I’m in a fair mood I suppose, I had such a bloody good weekend being here has somewhat dampened my jolly mood. It began with a huge flat-clean following a boiling hot ride home that saw me quite literally drenched top to toe in sweats. At 8 IC and I cycled up the hill to Stoke Newington to offload a bottle of Prosecco into our faces as we sat in Clissold Park with the remains of the sunshine drifting West. Our short residency was interrupted by what can only be described as ‘a gang of youths’ running away from a police van that drove all over the fucking park without much as a by your leave. The group split into a firework of directions as the van swerved behind their backs before finally settling on one young fellow-me-lad who got chased and felled. From then on there were police everywhere, as were the youths who’d popped out of various bushes and shrubs before ambling off.

IC and I took on curry at a packed little gaff off Church Street, it was very good but the menu was rather limited. The best bits were the various popadoms and sauces we had before the king prawn based starters. My lamb main was as dry as a bone (good mind) but as usual IC lucked out, this time with a fresh whole crab all dressed in curry-based finery.

Following this we cycled home, rather wobbly to start with but jolly pleasant as it was warm and downhill all the way home. We watched Midnight Express on our return; it was new to IC who was rather taken aback by my overt delight when Rifkie got his tongue bitten out of his fucking head… one of my all-time favourite scenes in film. I was on my feet punching the air.
★ ★ ★ ★
*Exercise brief*
Condense the paragraph of the weekend account that begins "IC and I took on curry" into a short bulleted list that keeps its main facts.
★ ★ ★ ★
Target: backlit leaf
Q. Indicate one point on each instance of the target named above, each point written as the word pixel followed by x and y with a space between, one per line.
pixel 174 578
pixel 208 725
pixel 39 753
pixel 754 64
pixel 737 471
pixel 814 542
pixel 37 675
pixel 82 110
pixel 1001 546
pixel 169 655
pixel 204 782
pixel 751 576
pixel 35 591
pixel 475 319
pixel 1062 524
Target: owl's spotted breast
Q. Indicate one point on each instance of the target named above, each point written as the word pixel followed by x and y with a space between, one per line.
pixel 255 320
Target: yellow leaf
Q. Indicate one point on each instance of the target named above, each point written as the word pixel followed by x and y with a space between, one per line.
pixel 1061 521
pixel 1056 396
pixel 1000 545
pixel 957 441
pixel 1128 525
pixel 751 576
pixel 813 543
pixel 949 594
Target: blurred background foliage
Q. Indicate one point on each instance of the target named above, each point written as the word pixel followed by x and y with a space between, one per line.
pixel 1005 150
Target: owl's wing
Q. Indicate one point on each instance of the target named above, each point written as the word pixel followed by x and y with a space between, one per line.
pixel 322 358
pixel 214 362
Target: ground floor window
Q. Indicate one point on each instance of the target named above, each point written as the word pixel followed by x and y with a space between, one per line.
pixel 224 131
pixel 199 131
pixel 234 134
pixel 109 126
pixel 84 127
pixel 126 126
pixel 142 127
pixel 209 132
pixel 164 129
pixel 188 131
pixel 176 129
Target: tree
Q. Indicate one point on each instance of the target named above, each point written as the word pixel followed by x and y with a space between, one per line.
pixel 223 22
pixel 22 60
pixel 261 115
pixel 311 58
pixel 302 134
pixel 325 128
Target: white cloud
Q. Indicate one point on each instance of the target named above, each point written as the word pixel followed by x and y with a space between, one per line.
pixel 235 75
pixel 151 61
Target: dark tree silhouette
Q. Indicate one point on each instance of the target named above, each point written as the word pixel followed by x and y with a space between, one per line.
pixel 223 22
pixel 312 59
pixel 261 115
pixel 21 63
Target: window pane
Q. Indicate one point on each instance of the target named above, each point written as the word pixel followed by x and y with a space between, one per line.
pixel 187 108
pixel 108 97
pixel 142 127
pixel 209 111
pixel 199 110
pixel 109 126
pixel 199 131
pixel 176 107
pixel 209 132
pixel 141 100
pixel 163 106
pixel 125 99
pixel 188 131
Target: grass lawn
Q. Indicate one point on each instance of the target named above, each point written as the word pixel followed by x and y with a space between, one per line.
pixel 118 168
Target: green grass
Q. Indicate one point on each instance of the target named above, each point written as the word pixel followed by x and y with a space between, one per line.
★ ★ ★ ★
*Task solution*
- IC and the writer had curry at a busy little place off Church Street.
- The food was very good, but the menu was fairly limited.
- The highlights were the popadoms and sauces served before the king prawn starters.
- The writer's lamb main was very dry but still good.
- As usual, IC did better, this time with a fresh whole crab dressed in curry.